**PROBLEM DESCRIPTION**
Repeat all of the data below verbatim, line for line.

**EXERCISE MATERIAL**
····················

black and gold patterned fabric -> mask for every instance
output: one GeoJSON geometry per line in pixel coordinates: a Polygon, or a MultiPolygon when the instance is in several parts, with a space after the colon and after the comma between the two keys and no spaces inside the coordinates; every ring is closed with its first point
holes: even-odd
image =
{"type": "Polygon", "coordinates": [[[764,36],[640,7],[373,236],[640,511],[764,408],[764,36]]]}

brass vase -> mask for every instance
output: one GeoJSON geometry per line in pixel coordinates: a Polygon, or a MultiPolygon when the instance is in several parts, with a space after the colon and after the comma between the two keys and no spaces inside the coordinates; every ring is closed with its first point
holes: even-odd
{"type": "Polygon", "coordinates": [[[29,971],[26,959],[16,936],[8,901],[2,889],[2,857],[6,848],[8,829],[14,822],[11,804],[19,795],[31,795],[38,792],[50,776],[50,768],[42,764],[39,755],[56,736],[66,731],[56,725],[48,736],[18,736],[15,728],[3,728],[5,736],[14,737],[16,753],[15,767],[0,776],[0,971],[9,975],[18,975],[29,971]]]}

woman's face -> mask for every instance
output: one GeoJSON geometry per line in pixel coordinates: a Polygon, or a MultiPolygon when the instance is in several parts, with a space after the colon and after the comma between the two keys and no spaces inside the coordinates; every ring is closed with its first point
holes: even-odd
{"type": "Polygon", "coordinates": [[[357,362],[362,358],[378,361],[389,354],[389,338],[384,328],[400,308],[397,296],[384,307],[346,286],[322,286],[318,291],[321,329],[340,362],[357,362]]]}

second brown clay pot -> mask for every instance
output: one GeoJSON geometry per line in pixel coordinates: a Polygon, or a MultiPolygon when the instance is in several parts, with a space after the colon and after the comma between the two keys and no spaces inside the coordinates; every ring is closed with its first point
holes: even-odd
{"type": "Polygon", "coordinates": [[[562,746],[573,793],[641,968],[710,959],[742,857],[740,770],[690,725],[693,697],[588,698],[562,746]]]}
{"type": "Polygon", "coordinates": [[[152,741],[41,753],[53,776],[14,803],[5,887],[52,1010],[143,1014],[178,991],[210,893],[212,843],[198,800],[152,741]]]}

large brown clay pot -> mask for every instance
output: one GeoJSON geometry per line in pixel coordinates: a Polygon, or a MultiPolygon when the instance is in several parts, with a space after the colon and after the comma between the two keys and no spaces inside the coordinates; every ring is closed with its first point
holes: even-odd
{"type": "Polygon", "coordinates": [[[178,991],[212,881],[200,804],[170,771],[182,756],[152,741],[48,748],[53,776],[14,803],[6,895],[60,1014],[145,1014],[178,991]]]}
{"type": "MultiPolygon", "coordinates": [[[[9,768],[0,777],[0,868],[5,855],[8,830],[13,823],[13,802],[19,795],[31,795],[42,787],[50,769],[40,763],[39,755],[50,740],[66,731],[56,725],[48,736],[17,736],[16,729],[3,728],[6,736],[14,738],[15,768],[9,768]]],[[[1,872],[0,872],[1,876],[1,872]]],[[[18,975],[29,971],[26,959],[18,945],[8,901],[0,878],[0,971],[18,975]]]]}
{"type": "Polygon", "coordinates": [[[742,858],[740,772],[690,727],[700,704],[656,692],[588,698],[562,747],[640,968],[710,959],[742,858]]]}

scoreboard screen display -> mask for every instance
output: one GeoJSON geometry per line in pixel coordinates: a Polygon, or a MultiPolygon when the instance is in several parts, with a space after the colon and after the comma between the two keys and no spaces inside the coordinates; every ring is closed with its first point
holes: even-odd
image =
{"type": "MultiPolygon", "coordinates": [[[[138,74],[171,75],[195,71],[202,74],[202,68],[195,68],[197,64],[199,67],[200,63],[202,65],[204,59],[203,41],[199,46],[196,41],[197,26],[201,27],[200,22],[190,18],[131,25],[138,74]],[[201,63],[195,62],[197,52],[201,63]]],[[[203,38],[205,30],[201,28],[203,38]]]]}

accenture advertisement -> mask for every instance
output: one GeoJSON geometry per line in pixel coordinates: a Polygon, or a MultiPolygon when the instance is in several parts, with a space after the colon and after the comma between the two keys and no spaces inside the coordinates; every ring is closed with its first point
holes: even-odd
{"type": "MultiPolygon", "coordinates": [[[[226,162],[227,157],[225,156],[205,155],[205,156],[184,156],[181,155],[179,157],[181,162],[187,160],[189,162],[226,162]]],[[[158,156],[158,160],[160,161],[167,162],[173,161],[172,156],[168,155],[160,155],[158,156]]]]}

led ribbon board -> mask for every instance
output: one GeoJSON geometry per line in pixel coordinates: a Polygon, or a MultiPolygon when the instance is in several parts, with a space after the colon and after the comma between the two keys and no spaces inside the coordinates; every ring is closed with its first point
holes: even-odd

····················

**ANSWER IN FULL**
black and gold patterned fabric -> mask for every instance
output: one GeoJSON geometry per line in pixel coordinates: a Polygon, or a MultiPolygon when the instance is in several parts, with a space after the colon and after the comma between the two keys and no spaces inside the coordinates; every ring is closed with its first point
holes: even-odd
image =
{"type": "Polygon", "coordinates": [[[764,36],[640,7],[373,236],[640,511],[764,408],[764,36]]]}

brass vase -> mask for every instance
output: one GeoJSON geometry per line in pixel coordinates: a Polygon, or a MultiPolygon when the instance is in several parts, with a space after the colon and after the comma between the two keys and no spaces inside the coordinates; every ring is closed with its first point
holes: even-odd
{"type": "Polygon", "coordinates": [[[29,971],[26,959],[16,936],[8,901],[2,889],[2,857],[6,848],[8,829],[14,822],[11,804],[19,795],[31,795],[38,792],[50,776],[50,768],[42,764],[39,755],[56,736],[66,731],[56,725],[48,736],[18,736],[15,728],[3,728],[5,736],[14,737],[16,753],[15,767],[0,776],[0,971],[9,975],[18,975],[29,971]]]}

woman's face -> mask for every instance
output: one GeoJSON geometry per line in pixel coordinates: a Polygon, or a MultiPolygon when the instance is in several parts, with a space after the colon and after the comma between the two keys and no spaces inside the coordinates; every ring is closed with its first point
holes: even-odd
{"type": "Polygon", "coordinates": [[[357,362],[362,358],[378,361],[389,354],[389,338],[384,328],[400,308],[397,296],[384,307],[346,286],[322,286],[318,291],[321,329],[340,362],[357,362]]]}

second brown clay pot -> mask for every instance
output: one GeoJSON geometry per line in pixel coordinates: a Polygon, or a MultiPolygon when the instance is in several parts, with a space after the colon and after the comma between the two keys and no spaces inside the coordinates; every ring is closed with its first point
holes: even-odd
{"type": "Polygon", "coordinates": [[[562,746],[573,793],[641,968],[710,959],[742,857],[740,770],[690,725],[693,697],[588,698],[562,746]]]}
{"type": "Polygon", "coordinates": [[[152,741],[41,753],[53,776],[14,803],[5,887],[52,1010],[143,1014],[178,991],[210,893],[212,843],[198,800],[152,741]]]}

large brown clay pot -> mask for every instance
output: one GeoJSON geometry per line in pixel coordinates: a Polygon, or a MultiPolygon when the instance is in several parts, with a space after the colon and after the comma between the two keys and no spaces inside the coordinates; every ring is closed with its first point
holes: even-odd
{"type": "Polygon", "coordinates": [[[178,991],[212,881],[200,804],[170,771],[182,756],[152,741],[48,748],[53,776],[14,803],[6,895],[60,1014],[145,1014],[178,991]]]}
{"type": "MultiPolygon", "coordinates": [[[[9,768],[0,777],[0,868],[5,855],[8,830],[13,823],[13,802],[19,795],[31,795],[42,787],[50,769],[40,763],[39,755],[50,740],[66,731],[56,725],[48,736],[17,736],[16,729],[3,728],[6,736],[14,738],[15,768],[9,768]]],[[[1,872],[0,872],[1,876],[1,872]]],[[[18,975],[29,971],[26,959],[18,945],[8,901],[0,878],[0,971],[18,975]]]]}
{"type": "Polygon", "coordinates": [[[742,858],[740,772],[690,727],[700,704],[656,692],[588,698],[562,747],[640,968],[710,959],[742,858]]]}

scoreboard screen display -> mask for every instance
output: one GeoJSON geometry per line in pixel coordinates: a Polygon, or a MultiPolygon when the instance is in several parts, with a space after the colon and after the comma between the two keys and no spaces inside the coordinates; every ring is closed with its first point
holes: even-odd
image =
{"type": "MultiPolygon", "coordinates": [[[[138,74],[171,75],[195,71],[202,74],[202,68],[195,68],[197,64],[199,67],[200,63],[202,65],[204,59],[203,41],[199,46],[196,41],[197,26],[201,27],[200,22],[190,18],[131,25],[138,74]],[[201,63],[195,62],[197,52],[201,63]]],[[[203,38],[205,30],[201,28],[203,38]]]]}

accenture advertisement -> mask for every instance
output: one GeoJSON geometry per line in pixel coordinates: a Polygon, or a MultiPolygon when the instance is in several parts, with a space after the colon and after the comma between the two keys and no spaces inside the coordinates; every ring is closed with its first point
holes: even-odd
{"type": "MultiPolygon", "coordinates": [[[[226,162],[227,157],[225,156],[205,155],[205,156],[184,156],[181,155],[179,157],[181,162],[187,160],[189,162],[226,162]]],[[[158,156],[158,160],[160,161],[167,162],[173,161],[172,156],[168,155],[160,155],[158,156]]]]}

led ribbon board -> mask for every instance
output: one GeoJSON geometry per line in pixel coordinates: a Polygon, or a MultiPolygon when the instance is in several parts, with a space after the colon and after the comma between the two keys and no spaces inside the coordinates; every ring is closed with its first point
holes: even-odd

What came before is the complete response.